**Passage to read:**
_ _ _ _ _

A prototype electronic bike from Karmic Bikes, designed in Autodesk Fusion 360 software.

A prototype electronic bike from Karmic Bikes, designed in Autodesk Fusion 360 software.

Karmic Bikes founder Hong Quan's hand-drawn sketches for early concepts.

Karmic Bikes founder Hong Quan’s hand-drawn sketches for early concepts.

Some people collects garden gnomes and Star Trek figurines. Hong Quan collects bikes. At last count, he has 15.

“I’ve been a cyclist for nearly two decades now, started off when I was in college as part of a biking team,” he said. “I’ve probably owned and ridden more than 100 bikes during that time.”

At age seven, Hong inherited his sister’s bike, a white-colored Schwinn. “That bike meant a lot to me,” he said. It meant the freedom to travel beyond a two-block radius from his home.

_ _ _ _ _

**Entries supplied:**
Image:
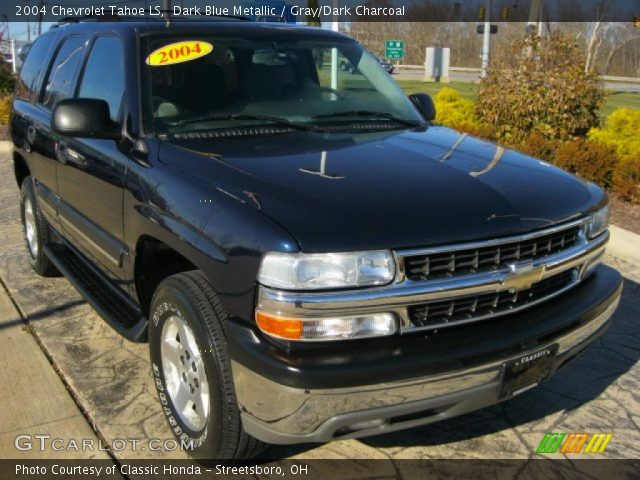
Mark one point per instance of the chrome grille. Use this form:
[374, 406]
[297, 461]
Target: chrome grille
[464, 309]
[438, 264]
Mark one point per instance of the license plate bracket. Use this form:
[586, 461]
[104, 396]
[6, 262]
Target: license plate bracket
[527, 371]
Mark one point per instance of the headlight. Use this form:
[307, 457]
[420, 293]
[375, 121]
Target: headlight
[343, 327]
[317, 271]
[598, 222]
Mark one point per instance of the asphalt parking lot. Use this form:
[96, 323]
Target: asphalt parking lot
[109, 379]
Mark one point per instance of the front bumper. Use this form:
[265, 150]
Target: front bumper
[373, 387]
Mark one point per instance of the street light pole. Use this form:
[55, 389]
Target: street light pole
[486, 39]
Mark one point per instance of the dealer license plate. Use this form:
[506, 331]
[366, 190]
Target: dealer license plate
[527, 371]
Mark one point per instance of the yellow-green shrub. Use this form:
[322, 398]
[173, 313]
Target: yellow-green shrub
[620, 132]
[455, 111]
[593, 161]
[5, 110]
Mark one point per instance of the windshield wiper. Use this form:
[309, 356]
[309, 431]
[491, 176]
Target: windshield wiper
[369, 113]
[263, 118]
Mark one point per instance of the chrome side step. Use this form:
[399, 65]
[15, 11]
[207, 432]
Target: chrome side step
[111, 303]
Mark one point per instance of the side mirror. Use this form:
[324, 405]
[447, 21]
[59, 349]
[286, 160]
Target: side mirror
[425, 105]
[85, 118]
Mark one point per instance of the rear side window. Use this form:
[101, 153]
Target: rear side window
[60, 80]
[103, 76]
[29, 74]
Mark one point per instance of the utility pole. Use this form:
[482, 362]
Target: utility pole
[14, 59]
[40, 10]
[486, 39]
[334, 51]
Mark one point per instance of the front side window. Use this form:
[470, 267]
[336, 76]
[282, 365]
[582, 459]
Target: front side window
[217, 83]
[103, 76]
[60, 79]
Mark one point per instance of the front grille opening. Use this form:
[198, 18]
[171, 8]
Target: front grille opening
[486, 259]
[467, 308]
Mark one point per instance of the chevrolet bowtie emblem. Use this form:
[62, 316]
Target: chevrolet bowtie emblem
[521, 277]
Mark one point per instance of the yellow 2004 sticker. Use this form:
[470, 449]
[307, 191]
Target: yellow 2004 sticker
[179, 52]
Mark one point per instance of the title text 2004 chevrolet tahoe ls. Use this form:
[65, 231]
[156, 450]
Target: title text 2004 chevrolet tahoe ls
[308, 255]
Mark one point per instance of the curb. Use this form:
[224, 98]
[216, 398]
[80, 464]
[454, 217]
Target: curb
[624, 244]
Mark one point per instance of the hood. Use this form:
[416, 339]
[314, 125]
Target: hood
[399, 189]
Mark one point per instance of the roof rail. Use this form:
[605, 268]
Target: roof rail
[145, 18]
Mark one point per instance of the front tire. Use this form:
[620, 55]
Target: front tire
[192, 370]
[36, 231]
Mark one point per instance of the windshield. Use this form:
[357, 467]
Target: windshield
[207, 83]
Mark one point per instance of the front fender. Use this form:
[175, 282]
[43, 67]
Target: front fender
[220, 234]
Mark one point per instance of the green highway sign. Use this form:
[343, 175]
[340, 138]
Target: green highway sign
[394, 49]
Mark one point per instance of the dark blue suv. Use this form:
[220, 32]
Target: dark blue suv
[309, 256]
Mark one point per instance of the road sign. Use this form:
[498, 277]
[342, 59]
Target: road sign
[394, 49]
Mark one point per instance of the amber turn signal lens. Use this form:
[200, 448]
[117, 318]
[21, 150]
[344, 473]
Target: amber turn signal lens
[283, 327]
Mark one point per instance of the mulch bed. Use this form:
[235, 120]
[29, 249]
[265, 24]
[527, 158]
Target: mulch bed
[624, 214]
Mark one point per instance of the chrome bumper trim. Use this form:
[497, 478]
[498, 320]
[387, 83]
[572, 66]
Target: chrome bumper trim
[281, 414]
[397, 296]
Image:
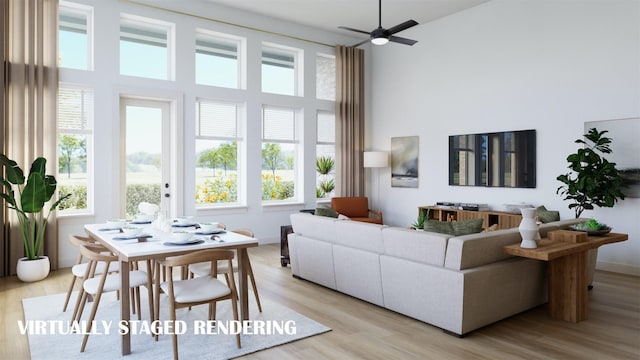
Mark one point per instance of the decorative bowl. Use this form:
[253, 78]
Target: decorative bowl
[131, 230]
[592, 232]
[185, 220]
[208, 227]
[143, 218]
[116, 223]
[181, 236]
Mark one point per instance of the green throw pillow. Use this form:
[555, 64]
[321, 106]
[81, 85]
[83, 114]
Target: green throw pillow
[325, 211]
[467, 227]
[442, 227]
[547, 216]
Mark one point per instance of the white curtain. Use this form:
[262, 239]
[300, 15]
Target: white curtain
[29, 109]
[349, 121]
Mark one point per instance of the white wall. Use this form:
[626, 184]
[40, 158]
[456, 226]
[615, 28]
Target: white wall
[548, 65]
[108, 85]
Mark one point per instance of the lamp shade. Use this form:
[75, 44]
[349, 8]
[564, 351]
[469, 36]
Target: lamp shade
[376, 159]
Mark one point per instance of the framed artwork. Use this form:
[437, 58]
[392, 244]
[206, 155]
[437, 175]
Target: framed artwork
[404, 161]
[625, 148]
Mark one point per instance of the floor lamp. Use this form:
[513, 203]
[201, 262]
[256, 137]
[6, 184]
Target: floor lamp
[376, 160]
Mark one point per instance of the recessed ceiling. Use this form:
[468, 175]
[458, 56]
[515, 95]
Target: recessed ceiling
[359, 14]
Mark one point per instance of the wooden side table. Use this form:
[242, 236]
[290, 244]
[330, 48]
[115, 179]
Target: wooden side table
[566, 272]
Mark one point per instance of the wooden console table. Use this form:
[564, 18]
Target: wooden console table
[566, 272]
[502, 220]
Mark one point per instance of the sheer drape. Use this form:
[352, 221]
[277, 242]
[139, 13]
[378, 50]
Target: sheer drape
[29, 95]
[349, 121]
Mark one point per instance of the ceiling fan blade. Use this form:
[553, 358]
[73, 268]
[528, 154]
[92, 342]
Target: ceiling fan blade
[404, 26]
[352, 29]
[402, 40]
[361, 42]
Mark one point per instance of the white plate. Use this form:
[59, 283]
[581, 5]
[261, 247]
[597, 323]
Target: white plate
[188, 242]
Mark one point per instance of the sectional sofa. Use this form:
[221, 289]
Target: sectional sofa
[457, 283]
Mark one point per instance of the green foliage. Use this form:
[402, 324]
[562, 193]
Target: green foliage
[324, 165]
[272, 157]
[224, 156]
[77, 198]
[37, 191]
[137, 193]
[327, 186]
[591, 224]
[593, 180]
[71, 148]
[274, 188]
[218, 190]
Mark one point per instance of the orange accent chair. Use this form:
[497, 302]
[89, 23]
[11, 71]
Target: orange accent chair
[356, 208]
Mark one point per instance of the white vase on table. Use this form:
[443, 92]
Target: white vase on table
[528, 228]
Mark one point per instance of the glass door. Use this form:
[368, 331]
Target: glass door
[145, 155]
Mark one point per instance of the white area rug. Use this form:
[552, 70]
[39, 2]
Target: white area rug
[190, 345]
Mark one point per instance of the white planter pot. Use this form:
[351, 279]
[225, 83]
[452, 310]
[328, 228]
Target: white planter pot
[529, 229]
[33, 270]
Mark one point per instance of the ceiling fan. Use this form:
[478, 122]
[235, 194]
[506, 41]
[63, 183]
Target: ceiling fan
[381, 36]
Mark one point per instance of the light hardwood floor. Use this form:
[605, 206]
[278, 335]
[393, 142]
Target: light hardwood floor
[365, 331]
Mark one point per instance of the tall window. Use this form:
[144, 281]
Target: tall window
[326, 77]
[217, 60]
[280, 147]
[280, 70]
[219, 147]
[75, 135]
[75, 36]
[145, 48]
[325, 154]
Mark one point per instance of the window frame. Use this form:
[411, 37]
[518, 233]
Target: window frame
[298, 67]
[298, 164]
[331, 57]
[89, 133]
[241, 61]
[145, 22]
[241, 151]
[88, 13]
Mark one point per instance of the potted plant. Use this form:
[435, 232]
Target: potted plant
[593, 180]
[29, 205]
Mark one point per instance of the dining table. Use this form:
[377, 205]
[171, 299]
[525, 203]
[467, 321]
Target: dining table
[155, 244]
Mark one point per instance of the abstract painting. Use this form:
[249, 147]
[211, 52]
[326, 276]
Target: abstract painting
[625, 150]
[404, 161]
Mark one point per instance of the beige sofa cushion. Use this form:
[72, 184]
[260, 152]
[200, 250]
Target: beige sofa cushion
[468, 251]
[416, 245]
[359, 235]
[317, 227]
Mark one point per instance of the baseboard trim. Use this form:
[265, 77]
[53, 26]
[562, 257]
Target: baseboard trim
[618, 268]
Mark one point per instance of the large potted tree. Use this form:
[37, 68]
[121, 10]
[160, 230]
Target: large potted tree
[27, 197]
[593, 180]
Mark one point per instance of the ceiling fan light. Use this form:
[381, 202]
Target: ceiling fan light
[379, 40]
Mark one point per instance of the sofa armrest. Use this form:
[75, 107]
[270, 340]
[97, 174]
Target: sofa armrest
[376, 214]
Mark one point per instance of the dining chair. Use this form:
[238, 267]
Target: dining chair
[78, 270]
[95, 285]
[196, 291]
[203, 269]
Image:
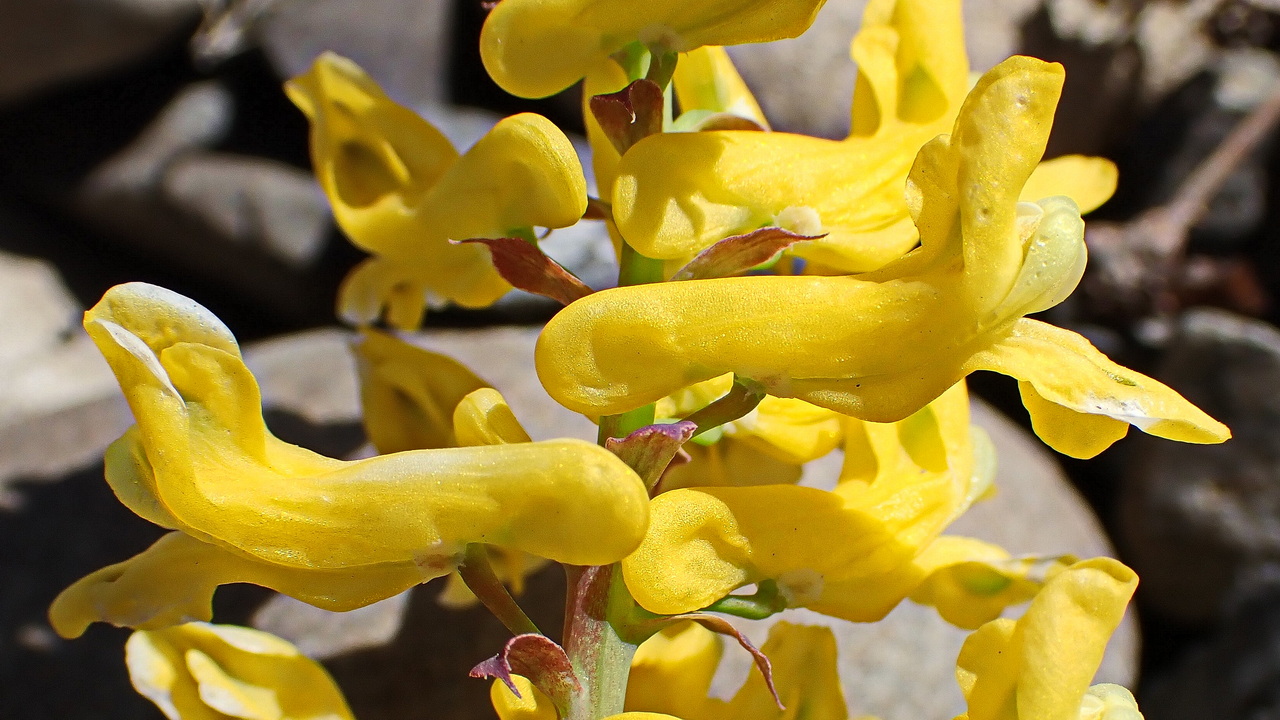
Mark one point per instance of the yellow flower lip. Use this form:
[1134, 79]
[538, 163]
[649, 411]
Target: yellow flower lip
[401, 191]
[882, 345]
[202, 670]
[201, 460]
[538, 48]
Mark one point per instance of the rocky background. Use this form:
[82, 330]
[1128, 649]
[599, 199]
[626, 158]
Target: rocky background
[149, 140]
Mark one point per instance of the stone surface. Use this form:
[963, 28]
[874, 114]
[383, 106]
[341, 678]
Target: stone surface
[402, 44]
[1233, 675]
[248, 226]
[1197, 520]
[58, 405]
[821, 104]
[900, 668]
[51, 42]
[904, 666]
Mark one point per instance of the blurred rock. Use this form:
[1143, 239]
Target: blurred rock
[1197, 520]
[1235, 674]
[822, 108]
[900, 668]
[50, 42]
[402, 44]
[246, 224]
[904, 666]
[58, 400]
[270, 206]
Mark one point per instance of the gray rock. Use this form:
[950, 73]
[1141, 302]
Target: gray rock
[1197, 520]
[402, 44]
[821, 106]
[900, 668]
[58, 400]
[250, 226]
[904, 666]
[270, 206]
[51, 42]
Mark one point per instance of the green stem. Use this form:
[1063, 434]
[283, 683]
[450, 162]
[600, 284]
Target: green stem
[600, 657]
[478, 574]
[741, 399]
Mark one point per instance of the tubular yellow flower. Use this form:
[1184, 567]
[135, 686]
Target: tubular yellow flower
[677, 194]
[202, 461]
[400, 190]
[853, 552]
[201, 671]
[1040, 666]
[882, 345]
[538, 48]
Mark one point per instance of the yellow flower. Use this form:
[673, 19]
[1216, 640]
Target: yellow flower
[1040, 666]
[400, 190]
[201, 460]
[677, 194]
[767, 446]
[882, 345]
[538, 48]
[201, 671]
[672, 673]
[853, 552]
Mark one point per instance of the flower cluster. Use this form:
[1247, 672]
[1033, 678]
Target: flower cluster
[778, 297]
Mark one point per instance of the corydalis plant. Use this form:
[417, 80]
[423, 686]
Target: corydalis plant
[739, 345]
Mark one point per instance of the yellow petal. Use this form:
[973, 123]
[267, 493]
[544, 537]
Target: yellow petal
[703, 543]
[408, 393]
[374, 159]
[679, 194]
[484, 418]
[538, 48]
[199, 670]
[1041, 665]
[672, 671]
[790, 432]
[1088, 181]
[849, 554]
[912, 64]
[1106, 701]
[531, 703]
[846, 342]
[1080, 401]
[707, 80]
[206, 456]
[174, 579]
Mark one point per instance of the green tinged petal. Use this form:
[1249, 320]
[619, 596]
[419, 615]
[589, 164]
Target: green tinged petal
[679, 194]
[201, 460]
[197, 671]
[174, 579]
[1040, 666]
[848, 554]
[705, 80]
[1080, 401]
[400, 191]
[538, 48]
[672, 671]
[877, 346]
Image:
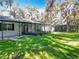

_ _ _ _ _

**Problems:**
• a. According to the Karmic Bikes text, how many bikes does Hong Quan have at last count?
• b. Pick up the Karmic Bikes text after its last sentence and keep it going.
The material after the Karmic Bikes text is separate from it.

**Outputs for the tasks:**
• a. He has 15 bikes.

• b.
Hong, an immigrant from Vietnam who once worked on Wall Street, seeks to develop and market an electric bike that he said would “give you that same sense of exhilaration and joy.” That experience eludes most ebikes in the market today because, Hong observed, “They get too focused on the specs — range, power, distance. I love numbers as a bike nerd, and I do geek out on all the mechanical details, but when I’m riding, I don’t care about these numbers.” A great bike, he said, makes you forget you’re riding it, because it feels more like flying.

Hong is setting up shop under the name Karmic Bikes in Palo Alto, California, a city that has a $25 million bike boulevards program. Launching a business in the Bay Area, one of the most expensive places to live and work in the U.S., is not for the faint-hearted, but at least Hong’s design software comes free of charge.

Free Software for Startups

As a startup, Karmic Bikes qualifies to receive free licenses of Autodesk Fusion 360, the cloud-hosted software with mechanical CAD (some of the technology previously marketed as Inventor Fusion) and workgroup-level data management functions.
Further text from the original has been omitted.